TEXTO DA PÁGINA —
::::::::

O que dizem as rochas marcianas coletadas pelo rover

Embora falte muito tempo ainda para que as amostras coletadas pelo Perseverance retornem à Terra para uma análise mais aprofundada, já é possível afirmar algumas coisas.

A principal descoberta vem da provável camada vulcânica de materiais, que é rica em um mineral chamado olivina. Na Terra, a olivina é encontrada mais profundamente na crosta, pois tende a ser dissolvida ou alterada na presença de água líquida.

Amostra do mineral olivina coletada pelo rover Perseverance em Marte. Imagem: NASA – JPL-Caltech

E há alguma evidência de que o mesmo se dê em Marte: entre 25% a 50% dos minerais de olivina encontrados nas rochas marcianas parecem ter sido alterados pela exposição à água. Quer dizer que com metade delas ou mais isso não aconteceu. 

Isso significa que quaisquer exposições à água que a rocha tenha experimentado provavelmente seriam breves ou ocorreram em um ambiente muito frio, onde a água estaria perto do ponto de congelamento.

::::::::

TAREFA 1 — Diga se cada afirmação concorda com o texto sobre as rochas marcianas, respondendo sim ou não e citando literalmente as palavras decisivas: (a) Na Terra, a olivina fica em camadas mais profundas da crosta. (b) Todos os minerais de olivina das rochas marcianas foram alterados pela água. (c) As amostras coletadas pelo Perseverance já voltaram à Terra.
TAREFA 2 — Repita sem nenhuma alteração o trecho do texto sobre as rochas marcianas que se inicia com as palavras "O que dizem" e se encerra com "isso não aconteceu.".
Baseie-se somente no texto sobre as rochas marcianas.

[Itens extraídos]
::::::::

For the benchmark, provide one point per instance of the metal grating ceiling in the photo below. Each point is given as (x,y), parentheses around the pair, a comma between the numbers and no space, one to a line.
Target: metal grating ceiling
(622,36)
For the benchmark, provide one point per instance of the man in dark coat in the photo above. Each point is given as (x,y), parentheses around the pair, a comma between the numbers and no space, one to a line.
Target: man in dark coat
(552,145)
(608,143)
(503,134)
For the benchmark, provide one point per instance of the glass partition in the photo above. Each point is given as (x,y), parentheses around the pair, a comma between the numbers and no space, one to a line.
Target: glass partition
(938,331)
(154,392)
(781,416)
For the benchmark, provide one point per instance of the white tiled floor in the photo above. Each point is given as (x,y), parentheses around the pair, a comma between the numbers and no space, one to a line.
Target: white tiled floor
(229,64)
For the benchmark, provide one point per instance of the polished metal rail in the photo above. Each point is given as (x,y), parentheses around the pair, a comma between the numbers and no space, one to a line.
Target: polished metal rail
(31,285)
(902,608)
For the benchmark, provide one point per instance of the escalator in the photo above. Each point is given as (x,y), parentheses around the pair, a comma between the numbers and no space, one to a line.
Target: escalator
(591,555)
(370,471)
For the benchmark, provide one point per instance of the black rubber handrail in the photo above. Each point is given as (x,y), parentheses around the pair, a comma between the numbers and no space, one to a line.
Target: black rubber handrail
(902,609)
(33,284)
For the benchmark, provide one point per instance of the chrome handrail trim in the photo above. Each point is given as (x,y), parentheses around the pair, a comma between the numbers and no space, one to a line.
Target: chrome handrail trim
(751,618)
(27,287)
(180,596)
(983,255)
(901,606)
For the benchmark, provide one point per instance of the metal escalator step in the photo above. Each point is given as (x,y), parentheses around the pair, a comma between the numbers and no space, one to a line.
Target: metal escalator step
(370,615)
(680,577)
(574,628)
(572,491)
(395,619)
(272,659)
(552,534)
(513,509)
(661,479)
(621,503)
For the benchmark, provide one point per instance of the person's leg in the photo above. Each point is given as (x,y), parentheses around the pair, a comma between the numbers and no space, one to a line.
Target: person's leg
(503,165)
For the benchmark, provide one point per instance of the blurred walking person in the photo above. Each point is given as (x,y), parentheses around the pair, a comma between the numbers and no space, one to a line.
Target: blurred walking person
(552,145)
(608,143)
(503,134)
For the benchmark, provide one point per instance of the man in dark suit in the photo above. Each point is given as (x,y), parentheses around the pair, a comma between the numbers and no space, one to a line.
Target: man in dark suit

::::::::

RESULTADO DA TAREFA 1 —
(a) Sim: "Na Terra, a olivina é encontrada mais profundamente na crosta"
(b) Não: "entre 25% a 50% dos minerais de olivina encontrados nas rochas marcianas parecem ter sido alterados pela exposição à água"
(c) Não: "Embora falte muito tempo ainda para que as amostras coletadas pelo Perseverance retornem à Terra"

RESULTADO DA TAREFA 2 —
O que dizem as rochas marcianas coletadas pelo rover

Embora falte muito tempo ainda para que as amostras coletadas pelo Perseverance retornem à Terra para uma análise mais aprofundada, já é possível afirmar algumas coisas.

A principal descoberta vem da provável camada vulcânica de materiais, que é rica em um mineral chamado olivina. Na Terra, a olivina é encontrada mais profundamente na crosta, pois tende a ser dissolvida ou alterada na presença de água líquida.

Amostra do mineral olivina coletada pelo rover Perseverance em Marte. Imagem: NASA – JPL-Caltech

E há alguma evidência de que o mesmo se dê em Marte: entre 25% a 50% dos minerais de olivina encontrados nas rochas marcianas parecem ter sido alterados pela exposição à água. Quer dizer que com metade delas ou mais isso não aconteceu.